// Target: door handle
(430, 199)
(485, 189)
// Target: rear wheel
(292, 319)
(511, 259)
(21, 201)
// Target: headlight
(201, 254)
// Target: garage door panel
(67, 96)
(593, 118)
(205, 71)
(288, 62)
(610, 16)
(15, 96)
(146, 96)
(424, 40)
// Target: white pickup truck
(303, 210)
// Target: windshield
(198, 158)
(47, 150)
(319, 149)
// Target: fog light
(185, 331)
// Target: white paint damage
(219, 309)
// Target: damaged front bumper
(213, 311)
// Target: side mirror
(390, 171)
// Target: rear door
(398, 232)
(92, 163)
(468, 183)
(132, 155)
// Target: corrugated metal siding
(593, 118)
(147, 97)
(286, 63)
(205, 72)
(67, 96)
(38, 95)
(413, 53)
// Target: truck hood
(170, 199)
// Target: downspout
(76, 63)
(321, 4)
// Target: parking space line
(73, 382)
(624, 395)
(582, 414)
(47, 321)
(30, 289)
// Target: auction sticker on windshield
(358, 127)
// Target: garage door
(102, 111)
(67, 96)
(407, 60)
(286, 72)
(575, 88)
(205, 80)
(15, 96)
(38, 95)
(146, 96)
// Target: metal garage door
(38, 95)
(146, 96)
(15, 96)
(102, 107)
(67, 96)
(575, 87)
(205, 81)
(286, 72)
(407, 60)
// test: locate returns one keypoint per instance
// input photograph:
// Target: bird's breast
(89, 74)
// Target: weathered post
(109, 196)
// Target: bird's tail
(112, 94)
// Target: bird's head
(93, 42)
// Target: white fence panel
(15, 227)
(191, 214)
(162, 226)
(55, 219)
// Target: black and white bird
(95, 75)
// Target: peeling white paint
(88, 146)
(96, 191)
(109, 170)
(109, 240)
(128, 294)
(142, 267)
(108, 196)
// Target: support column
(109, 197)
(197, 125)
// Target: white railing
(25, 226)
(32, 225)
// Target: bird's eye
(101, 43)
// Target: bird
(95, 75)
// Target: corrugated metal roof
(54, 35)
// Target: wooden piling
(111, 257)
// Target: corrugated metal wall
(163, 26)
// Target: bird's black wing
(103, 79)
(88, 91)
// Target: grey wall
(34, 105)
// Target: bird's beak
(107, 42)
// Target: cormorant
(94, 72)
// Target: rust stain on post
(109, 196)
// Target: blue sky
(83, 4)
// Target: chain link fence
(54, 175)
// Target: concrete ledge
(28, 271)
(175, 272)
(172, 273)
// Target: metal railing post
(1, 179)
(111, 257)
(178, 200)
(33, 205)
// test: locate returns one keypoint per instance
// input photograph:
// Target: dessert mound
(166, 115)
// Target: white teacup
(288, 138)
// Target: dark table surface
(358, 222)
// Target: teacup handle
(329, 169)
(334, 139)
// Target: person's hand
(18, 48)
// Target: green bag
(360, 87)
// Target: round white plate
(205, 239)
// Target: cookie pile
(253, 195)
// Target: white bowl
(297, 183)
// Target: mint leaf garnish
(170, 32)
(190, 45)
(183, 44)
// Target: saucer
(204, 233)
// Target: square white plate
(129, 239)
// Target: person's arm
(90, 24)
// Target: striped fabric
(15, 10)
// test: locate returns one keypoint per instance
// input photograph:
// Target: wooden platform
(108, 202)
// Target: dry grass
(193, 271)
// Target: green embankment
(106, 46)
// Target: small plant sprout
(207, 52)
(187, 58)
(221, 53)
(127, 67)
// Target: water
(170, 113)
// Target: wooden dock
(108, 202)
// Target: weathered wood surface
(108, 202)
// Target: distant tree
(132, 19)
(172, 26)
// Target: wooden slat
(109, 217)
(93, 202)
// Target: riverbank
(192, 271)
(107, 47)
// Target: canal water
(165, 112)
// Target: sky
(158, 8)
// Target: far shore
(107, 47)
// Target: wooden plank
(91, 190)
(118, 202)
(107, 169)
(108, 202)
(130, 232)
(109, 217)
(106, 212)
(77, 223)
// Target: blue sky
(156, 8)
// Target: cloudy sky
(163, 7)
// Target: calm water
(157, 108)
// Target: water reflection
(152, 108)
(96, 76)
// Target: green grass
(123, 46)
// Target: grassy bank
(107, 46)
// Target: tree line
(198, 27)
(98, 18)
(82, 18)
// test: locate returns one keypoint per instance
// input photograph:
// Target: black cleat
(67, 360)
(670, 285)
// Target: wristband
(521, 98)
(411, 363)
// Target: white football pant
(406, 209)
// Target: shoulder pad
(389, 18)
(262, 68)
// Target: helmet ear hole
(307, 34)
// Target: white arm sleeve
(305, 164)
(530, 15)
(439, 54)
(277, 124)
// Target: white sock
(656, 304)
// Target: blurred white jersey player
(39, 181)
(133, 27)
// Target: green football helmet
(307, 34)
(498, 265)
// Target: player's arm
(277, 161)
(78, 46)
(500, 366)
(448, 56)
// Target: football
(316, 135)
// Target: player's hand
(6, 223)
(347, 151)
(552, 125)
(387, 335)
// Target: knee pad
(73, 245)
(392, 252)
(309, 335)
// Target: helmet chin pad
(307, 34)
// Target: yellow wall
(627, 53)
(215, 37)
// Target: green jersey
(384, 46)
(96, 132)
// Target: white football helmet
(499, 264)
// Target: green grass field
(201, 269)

————

Given task
Reproduce every one of the lines above without any change.

Solved exercise
// Target: door handle
(430, 199)
(485, 189)
// Target: rear wheel
(292, 319)
(511, 259)
(21, 201)
// Target: headlight
(201, 254)
// Target: garage door panel
(67, 96)
(593, 118)
(205, 71)
(288, 62)
(610, 16)
(15, 96)
(146, 96)
(424, 40)
// Target: white pickup truck
(303, 210)
// Target: windshield
(198, 158)
(47, 150)
(319, 149)
// Target: fog light
(185, 331)
// Target: white paint damage
(219, 309)
// Target: damaged front bumper
(213, 311)
// Target: side mirror
(390, 171)
// Target: rear door
(398, 232)
(92, 163)
(468, 183)
(132, 155)
// Target: corrugated metal siding
(593, 118)
(147, 97)
(286, 63)
(205, 72)
(67, 96)
(38, 95)
(413, 53)
// Target: truck hood
(170, 199)
// Target: downspout
(76, 63)
(321, 4)
// Target: parking space line
(73, 382)
(624, 395)
(582, 414)
(47, 321)
(30, 289)
// Target: auction sticker on windshield
(358, 127)
// Target: garage door
(102, 111)
(67, 96)
(407, 60)
(286, 72)
(575, 88)
(205, 80)
(15, 96)
(38, 95)
(146, 96)
// Target: metal garage door
(38, 95)
(146, 96)
(15, 96)
(102, 107)
(67, 96)
(575, 87)
(205, 81)
(286, 72)
(407, 60)
// test: locate returns one keypoint per instance
// input photograph:
// Target: bird's breast
(89, 74)
// Target: weathered post
(109, 196)
// Target: bird's tail
(112, 94)
// Target: bird's head
(93, 42)
// Target: white fence panel
(15, 227)
(191, 214)
(162, 226)
(55, 219)
// Target: black and white bird
(95, 75)
// Target: peeling white paint
(88, 146)
(96, 191)
(109, 170)
(109, 240)
(128, 294)
(142, 267)
(108, 196)
// Target: support column
(109, 197)
(197, 125)
// Target: white railing
(25, 226)
(32, 225)
// Target: bird's eye
(101, 43)
// Target: bird
(95, 75)
// Target: corrugated metal roof
(54, 35)
// Target: wooden piling
(111, 257)
// Target: corrugated metal wall
(163, 26)
// Target: bird's black wing
(103, 79)
(88, 91)
// Target: grey wall
(34, 105)
// Target: bird's beak
(107, 42)
// Target: cormorant
(94, 72)
// Target: rust stain on post
(109, 196)
// Target: blue sky
(83, 4)
// Target: chain link fence
(54, 175)
// Target: concrete ledge
(28, 271)
(175, 272)
(172, 273)
// Target: metal railing post
(1, 179)
(111, 257)
(178, 200)
(33, 205)
// test: locate returns one keypoint per instance
// input photograph:
// Target: dessert mound
(166, 115)
// Target: white teacup
(288, 138)
// Target: dark table surface
(358, 222)
// Target: teacup handle
(329, 169)
(334, 139)
// Target: person's hand
(18, 48)
// Target: green bag
(360, 87)
// Target: round white plate
(205, 239)
// Target: cookie pile
(253, 195)
// Target: white bowl
(297, 183)
// Target: mint leaf garnish
(170, 32)
(190, 45)
(183, 44)
// Target: saucer
(204, 233)
// Target: square white plate
(129, 239)
// Target: person's arm
(90, 24)
// Target: striped fabric
(15, 10)
// test: locate returns one keypoint per instance
// input photograph:
// Target: wooden platform
(108, 202)
// Target: dry grass
(193, 271)
// Target: green embankment
(106, 46)
// Target: small plant sprout
(207, 52)
(187, 58)
(221, 53)
(127, 67)
// Target: water
(170, 113)
// Target: wooden dock
(108, 202)
// Target: weathered wood surface
(108, 202)
// Target: distant tree
(132, 19)
(172, 26)
// Target: wooden slat
(109, 217)
(93, 202)
// Target: riverbank
(192, 271)
(107, 47)
// Target: canal water
(165, 112)
// Target: sky
(158, 8)
// Target: far shore
(107, 47)
// Target: wooden plank
(91, 190)
(118, 202)
(107, 169)
(108, 202)
(130, 232)
(109, 217)
(106, 212)
(77, 223)
// Target: blue sky
(156, 8)
// Target: cloudy sky
(163, 7)
// Target: calm water
(157, 108)
// Target: water reflection
(152, 108)
(96, 76)
// Target: green grass
(123, 46)
// Target: grassy bank
(107, 46)
// Target: tree line
(198, 27)
(98, 18)
(82, 18)
// test: locate returns one keypoint per instance
// input photograph:
// Target: black cleat
(67, 360)
(670, 285)
// Target: wristband
(521, 98)
(411, 363)
// Target: white football pant
(406, 209)
// Target: shoulder pad
(389, 18)
(262, 68)
// Target: helmet ear hole
(307, 34)
// Target: white arm sleeve
(305, 164)
(530, 15)
(439, 54)
(277, 124)
// Target: white sock
(656, 304)
// Target: blurred white jersey player
(39, 181)
(133, 27)
// Target: green football helmet
(307, 34)
(498, 265)
// Target: player's arm
(277, 161)
(78, 46)
(500, 366)
(448, 56)
// Target: football
(316, 135)
// Target: player's hand
(6, 223)
(347, 151)
(552, 125)
(387, 335)
// Target: knee pad
(73, 245)
(392, 252)
(309, 335)
// Target: helmet chin pad
(307, 34)
// Target: yellow wall
(627, 53)
(215, 37)
// Target: green jersey
(384, 46)
(96, 132)
// Target: white football helmet
(499, 264)
// Target: green grass field
(201, 269)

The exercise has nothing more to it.